* Extrait:

────

Jurisprudence : Droit d'auteur
TGI de Paris, 3ème chambre 1ère section, jugement rendu le 21 Mai 2015
Société BOWSTIR LIMITED, G. M. / EGOTRADE SARL
contrefaçon - défaut d'originalité - modification - originalité - photographie - reproduction - réseaux sociaux - site internet
EXPOSE DU LITIGE
Monsieur G. M. se présente comme un photographe britannique connu pour avoir photographié les plus grands chanteurs et groupes de rock de ces 50 dernières années dont le groupe The Rolling Stones et comme l’auteur de nombreuses photographies de Jimi Hendrix prises lors de séances photographiques du groupe The Jimi Hendrix Experience en 1967.
Par contrat du 28 mai 1990, Monsieur M. a cédé à la société de droit anglais BOWSTIR LIMITED ses droits patrimoniaux sur l’ensemble de ses photographies prises entre 1963 et 1989 dans le monde entier et pour toute la durée des droits d’auteur.
La SARL EGOTRADE, immatriculée le 19 février 2013 au RCS de PARIS sous le n° 791 169 592, est une société de vente de cigarettes électroniques et d’accessoires.
Invoquant la reproduction et le détournement fin novembre 2013 de l’une de ses photographies de Jimi Hendrix prise en 1967 sur des affiches publicitaires faisant la promotion du site internet egotabaco.com placardées en devanture de deux boutiques egotabaco.com situées 14 rue Lobineau à Paris 75006 et 15 rue Saint-Roch à Paris 75001 et diffusées sur internet, la cigarette tenue par Jimi Hendrix entre ses doigts dans la photographie originale ayant été remplacée par une cigarette électronique et la mention «Egotabaco.com» ou « Egotabaco » ayant été ajoutée, Monsieur G. M. a fait dresser par huissier un procès-verbal de constat sur internet le 9 décembre 2013.
Monsieur G. M. et la société de droit anglais BOWSTIR LIMITED ont, par lettre recommandée avec accusé de réception du 11 décembre 2013 adressée par leurs conseils, mis en demeure la SARL EGOTRADE de retirer sans délai les affiches et visuels susvisés reproduisant la photographie de Monsieur G. M.

────

* Entrées du jeu de données:
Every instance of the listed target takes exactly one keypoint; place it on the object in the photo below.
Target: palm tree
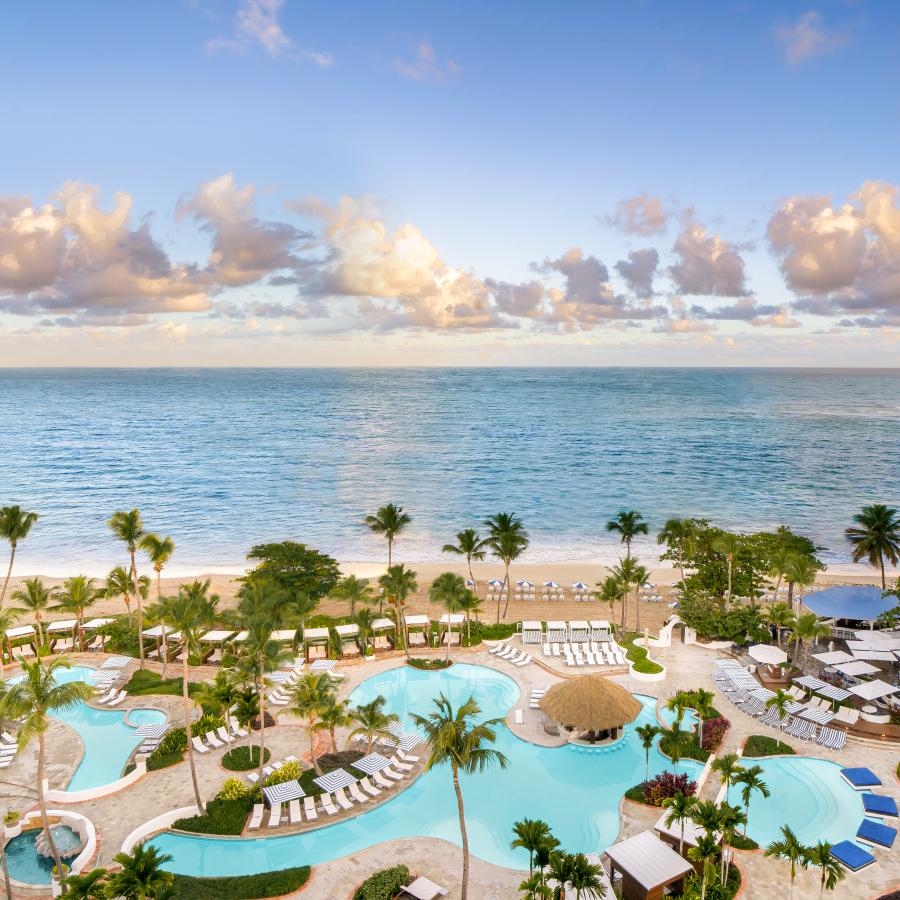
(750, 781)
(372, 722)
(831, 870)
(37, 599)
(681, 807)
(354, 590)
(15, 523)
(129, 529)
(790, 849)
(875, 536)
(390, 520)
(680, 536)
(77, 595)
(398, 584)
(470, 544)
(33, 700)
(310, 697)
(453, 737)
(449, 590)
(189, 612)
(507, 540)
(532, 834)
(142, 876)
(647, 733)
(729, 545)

────

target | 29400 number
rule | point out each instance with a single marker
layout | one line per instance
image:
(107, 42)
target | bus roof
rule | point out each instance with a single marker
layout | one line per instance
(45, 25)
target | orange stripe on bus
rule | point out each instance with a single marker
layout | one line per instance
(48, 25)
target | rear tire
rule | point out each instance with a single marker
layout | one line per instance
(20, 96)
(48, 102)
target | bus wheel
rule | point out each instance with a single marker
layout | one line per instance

────

Recopiez le passage de l'extrait allant de "Monsieur G. M. et" jusqu'à "de Monsieur G. M.", en substituant "bannières" à "affiches". Les enregistrements n'ont aucun rôle à jouer ici.

Monsieur G. M. et la société de droit anglais BOWSTIR LIMITED ont, par lettre recommandée avec accusé de réception du 11 décembre 2013 adressée par leurs conseils, mis en demeure la SARL EGOTRADE de retirer sans délai les bannières et visuels susvisés reproduisant la photographie de Monsieur G. M.